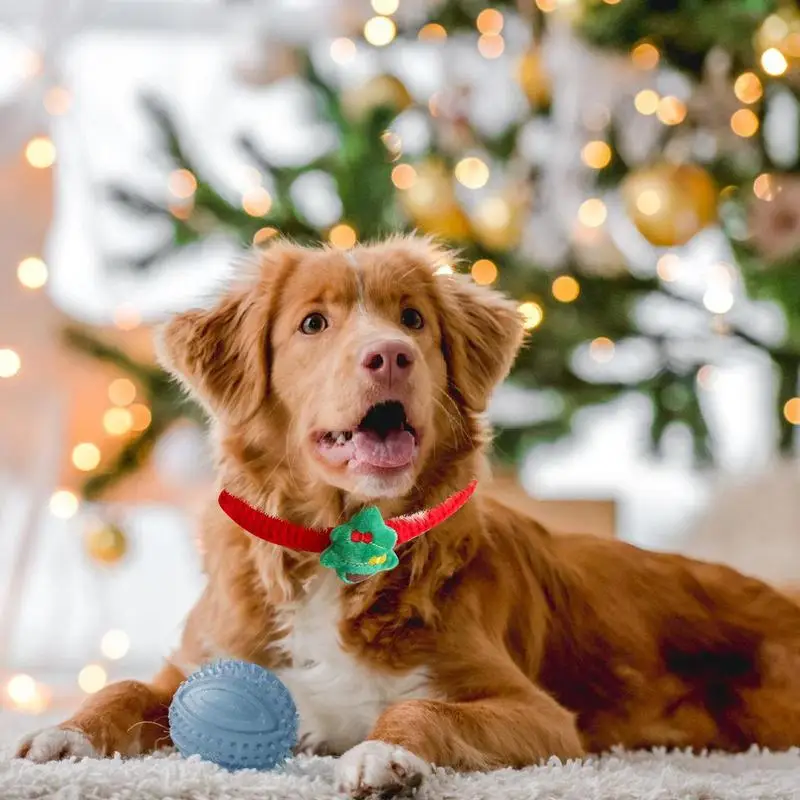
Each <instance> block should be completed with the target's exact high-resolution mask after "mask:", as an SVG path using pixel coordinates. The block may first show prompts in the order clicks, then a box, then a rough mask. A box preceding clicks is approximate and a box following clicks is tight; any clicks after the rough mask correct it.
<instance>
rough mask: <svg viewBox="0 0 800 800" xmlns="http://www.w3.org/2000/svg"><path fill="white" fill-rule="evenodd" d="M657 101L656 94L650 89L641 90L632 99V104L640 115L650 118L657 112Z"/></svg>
mask: <svg viewBox="0 0 800 800" xmlns="http://www.w3.org/2000/svg"><path fill="white" fill-rule="evenodd" d="M659 100H660V98H659V96H658V92H654V91H653V90H652V89H642V91H641V92H639V93H638V94H637V95H636V97H634V99H633V104H634V106H636V110H637V111H638V112H639V113H640V114H644V115H645V116H651V115H652V114H655V113H656V111H658V103H659Z"/></svg>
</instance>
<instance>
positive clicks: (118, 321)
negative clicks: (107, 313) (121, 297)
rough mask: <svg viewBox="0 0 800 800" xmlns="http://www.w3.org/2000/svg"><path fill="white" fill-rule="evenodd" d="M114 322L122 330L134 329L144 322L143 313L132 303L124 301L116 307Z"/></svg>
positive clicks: (113, 314) (114, 316)
mask: <svg viewBox="0 0 800 800" xmlns="http://www.w3.org/2000/svg"><path fill="white" fill-rule="evenodd" d="M113 319H114V324H115V325H116V326H117V327H118V328H119V329H120V330H121V331H132V330H134V329H135V328H138V327H139V325H141V324H142V316H141V314H140V313H139V312H138V311H137V310H136V309H135V308H134V307H133V306H131V305H129V304H127V303H123V304H122V305H120V306H117V307H116V308H115V309H114V314H113Z"/></svg>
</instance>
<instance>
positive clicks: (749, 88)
mask: <svg viewBox="0 0 800 800" xmlns="http://www.w3.org/2000/svg"><path fill="white" fill-rule="evenodd" d="M733 91H734V94H735V95H736V97H737V99H738V100H740V101H741V102H742V103H748V104H750V103H757V102H758V101H759V100H760V99H761V98H762V96H763V95H764V87H763V86H762V85H761V81H760V80H759V78H758V75H756V74H755V72H743V73H742V74H741V75H740V76H739V77H738V78H737V79H736V82H735V83H734V84H733Z"/></svg>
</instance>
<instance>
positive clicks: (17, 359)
mask: <svg viewBox="0 0 800 800" xmlns="http://www.w3.org/2000/svg"><path fill="white" fill-rule="evenodd" d="M20 369H22V359H21V358H20V357H19V354H18V353H17V352H16V350H12V349H11V348H9V347H5V348H3V349H2V350H0V378H13V377H14V376H15V375H16V374H17V373H18V372H19V371H20Z"/></svg>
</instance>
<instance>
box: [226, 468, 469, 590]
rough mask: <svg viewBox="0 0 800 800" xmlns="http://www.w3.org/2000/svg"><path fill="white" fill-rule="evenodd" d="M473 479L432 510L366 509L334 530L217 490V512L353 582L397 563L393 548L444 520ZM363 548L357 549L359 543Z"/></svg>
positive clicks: (466, 490) (463, 504)
mask: <svg viewBox="0 0 800 800" xmlns="http://www.w3.org/2000/svg"><path fill="white" fill-rule="evenodd" d="M477 485H478V482H477V480H473V481H471V482H470V483H469V484H468V485H467V486H465V487H464V488H463V489H461V490H460V491H458V492H456V493H455V494H453V495H450V497H448V498H447V499H446V500H445V501H444V502H442V503H440V504H439V505H437V506H434V507H433V508H429V509H425V510H423V511H417V512H416V513H414V514H407V515H405V516H402V517H394V518H392V519H387V520H385V521H384V520H383V518H382V517H381V515H380V512H379V511H378V509H377V508H376V507H375V506H368V507H367V508H365V509H362V510H361V511H359V512H358V514H356V515H355V516H354V517H353V518H352V519H351V520H349V521H348V522H345V523H343V524H342V525H337V526H336V527H335V528H305V527H303V526H302V525H296V524H295V523H293V522H289V521H287V520H283V519H279V518H278V517H273V516H270V515H269V514H265V513H264V512H263V511H260V510H259V509H257V508H254V507H253V506H251V505H250V504H249V503H247V502H246V501H245V500H242V499H241V498H239V497H236V496H235V495H232V494H230V493H229V492H227V491H224V490H223V491H222V492H220V495H219V505H220V508H221V509H222V510H223V511H224V512H225V513H226V514H227V515H228V516H229V517H230V518H231V519H232V520H233V521H234V522H235V523H236V524H237V525H238V526H239V527H240V528H243V529H244V530H246V531H247V532H248V533H250V534H252V535H253V536H256V537H257V538H259V539H263V540H264V541H267V542H272V543H273V544H277V545H281V546H282V547H288V548H290V549H291V550H300V551H304V552H308V553H323V557H322V563H323V564H324V565H325V566H329V567H331V568H332V569H335V570H336V572H337V573H338V574H339V577H340V578H342V580H344V581H346V582H348V583H352V582H354V580H352V579H353V578H355V577H366V576H368V575H371V574H373V573H375V572H380V571H383V570H387V569H392V568H393V567H394V566H396V565H397V558H396V556H395V555H394V552H393V551H394V549H395V548H396V547H397V546H398V545H400V544H404V543H405V542H408V541H410V540H411V539H415V538H416V537H417V536H421V535H422V534H423V533H426V532H427V531H429V530H431V528H434V527H435V526H436V525H439V524H441V523H442V522H444V521H445V520H446V519H449V518H450V517H451V516H453V514H455V513H456V512H457V511H458V510H459V509H460V508H462V507H463V506H464V505H465V504H466V503H467V501H468V500H469V499H470V497H472V495H473V493H474V492H475V488H476V486H477ZM362 544H363V545H365V546H364V547H359V546H358V545H362Z"/></svg>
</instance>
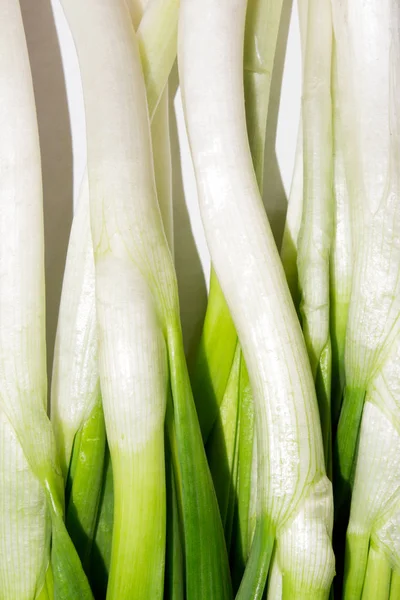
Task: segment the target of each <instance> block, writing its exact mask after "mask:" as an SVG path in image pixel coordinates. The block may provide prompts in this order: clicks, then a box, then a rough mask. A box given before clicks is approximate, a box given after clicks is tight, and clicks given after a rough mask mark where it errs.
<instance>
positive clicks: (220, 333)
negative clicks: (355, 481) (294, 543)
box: [191, 0, 282, 585]
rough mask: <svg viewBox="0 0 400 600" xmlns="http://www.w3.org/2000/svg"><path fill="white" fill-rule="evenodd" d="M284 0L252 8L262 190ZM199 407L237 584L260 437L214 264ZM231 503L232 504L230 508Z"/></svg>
mask: <svg viewBox="0 0 400 600" xmlns="http://www.w3.org/2000/svg"><path fill="white" fill-rule="evenodd" d="M281 12H282V2H281V1H279V2H275V1H271V0H262V1H261V2H260V1H259V0H250V1H249V2H248V5H247V10H246V27H245V41H244V61H243V76H244V87H245V102H246V121H247V131H248V139H249V144H250V148H251V154H252V158H253V164H254V168H255V171H256V175H257V180H258V184H259V188H260V190H262V186H263V171H264V143H265V132H266V124H267V112H268V104H269V95H270V86H271V77H272V71H273V64H274V58H275V49H276V44H277V38H278V31H279V25H280V18H281ZM191 379H192V384H193V390H194V396H195V400H196V406H197V412H198V416H199V421H200V425H201V428H202V433H203V439H204V440H205V442H206V449H207V454H208V457H209V463H210V468H211V473H212V475H213V479H214V483H215V486H216V492H217V497H218V502H219V505H220V508H221V512H222V518H223V522H224V525H225V531H226V540H227V545H228V548H229V546H230V544H231V543H232V548H231V552H232V572H233V576H234V585H235V584H236V585H238V584H239V582H240V579H241V576H242V574H243V570H244V566H245V563H246V561H247V558H248V554H249V549H250V545H251V540H252V536H253V533H254V530H253V529H252V527H251V526H250V527H249V522H251V515H250V506H251V501H250V496H251V490H252V488H253V490H255V488H256V472H255V473H254V475H255V478H254V481H253V485H252V483H251V464H252V455H253V447H254V445H255V440H254V409H253V401H252V397H251V389H250V383H249V378H248V373H247V369H246V365H245V362H244V360H243V354H242V351H241V349H240V346H239V345H238V343H237V334H236V330H235V328H234V325H233V322H232V319H231V316H230V313H229V309H228V306H227V304H226V302H225V299H224V296H223V293H222V291H221V288H220V286H219V283H218V280H217V277H216V275H215V272H214V271H213V270H212V272H211V279H210V293H209V299H208V305H207V312H206V317H205V322H204V327H203V332H202V337H201V340H200V345H199V349H198V354H197V358H196V363H195V365H194V369H193V372H192V377H191ZM228 507H229V508H228Z"/></svg>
──────────
Action item: What is the number of lines in the records that hold the word "pixel"? Answer with that number only.

Answer area: 2